> _DOCUMENT SEGMENT_
○ ○ ○ ○

Версия 17:55, 26 января 2016

Collectd

Collectd is simple data collector, use plugins to collect data and output plugins to send tada to another tool (heka in our confuration)
Collectd is collecting following metrics (compute node, simple cluster):

Metrics

Please see plugin details on collectd man page: https://collectd.org/documentation/manpages/collectd.conf.5.shtml#

  • cpu (CPU usage)
  • df (disk usage/free size)
  • disk (disk usage/IOPS)
  • interface (interfece usage/bytes sent and received )
  • load (Linux LA)
  • memory (memory usage)
  • processes (detailed monitoring of collect and hekad)
  • swap (swap usage)
  • openstack metrics (python plugin)
  • other metrics
  • your custom metrics if added

Output

Collectd saves all data in rrd files and sends it to heka using write_http plugin )https://collectd.org/documentation/manpages/collectd.conf.5.shtml#plugin_write_http). It sends data in JSON format to local hekad (BTW Why do we use local heka on each node?)
Plugin configuration:

<LoadPlugin write_http>
  Globals false
</LoadPlugin>

<Plugin "write_http">
  <URL "http://127.0.0.1:8325">
    Format "JSON"

○ ○ ○ ○

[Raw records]
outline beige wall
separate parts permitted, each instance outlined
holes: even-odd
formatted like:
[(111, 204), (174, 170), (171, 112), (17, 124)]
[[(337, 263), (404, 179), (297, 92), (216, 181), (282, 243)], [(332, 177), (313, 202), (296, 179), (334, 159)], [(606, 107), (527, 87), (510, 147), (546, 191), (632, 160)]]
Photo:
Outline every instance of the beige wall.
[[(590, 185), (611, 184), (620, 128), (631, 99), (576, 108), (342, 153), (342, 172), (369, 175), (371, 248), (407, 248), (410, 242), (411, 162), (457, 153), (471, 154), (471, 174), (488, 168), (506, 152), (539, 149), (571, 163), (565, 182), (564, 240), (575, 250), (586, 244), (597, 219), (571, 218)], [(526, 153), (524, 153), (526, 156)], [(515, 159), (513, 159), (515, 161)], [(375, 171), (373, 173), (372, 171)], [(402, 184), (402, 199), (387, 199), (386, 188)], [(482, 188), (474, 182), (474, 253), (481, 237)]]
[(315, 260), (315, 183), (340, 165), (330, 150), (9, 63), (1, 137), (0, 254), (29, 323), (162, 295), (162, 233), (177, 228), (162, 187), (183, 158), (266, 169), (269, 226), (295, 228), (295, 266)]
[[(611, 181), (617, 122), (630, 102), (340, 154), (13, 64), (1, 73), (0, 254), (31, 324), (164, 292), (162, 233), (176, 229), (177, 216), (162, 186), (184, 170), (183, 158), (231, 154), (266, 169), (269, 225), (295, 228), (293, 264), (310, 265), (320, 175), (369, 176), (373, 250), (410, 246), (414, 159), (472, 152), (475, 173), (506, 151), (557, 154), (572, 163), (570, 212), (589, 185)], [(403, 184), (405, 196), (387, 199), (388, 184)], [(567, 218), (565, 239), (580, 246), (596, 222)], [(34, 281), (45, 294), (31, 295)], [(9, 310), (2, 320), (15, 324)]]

○ ○ ○ ○

> _EXERCISE_
Answer these questions about the Collectd page:
(a) Which plugin gathers the openstack metrics?
(b) Which plugin does Collectd use to send data to heka?
(c) What URL is given in the write_http plugin configuration?

> _EXPECTED ANSWER_
(a) A python plugin.
(b) The write_http plugin.
(c) http://127.0.0.1:8325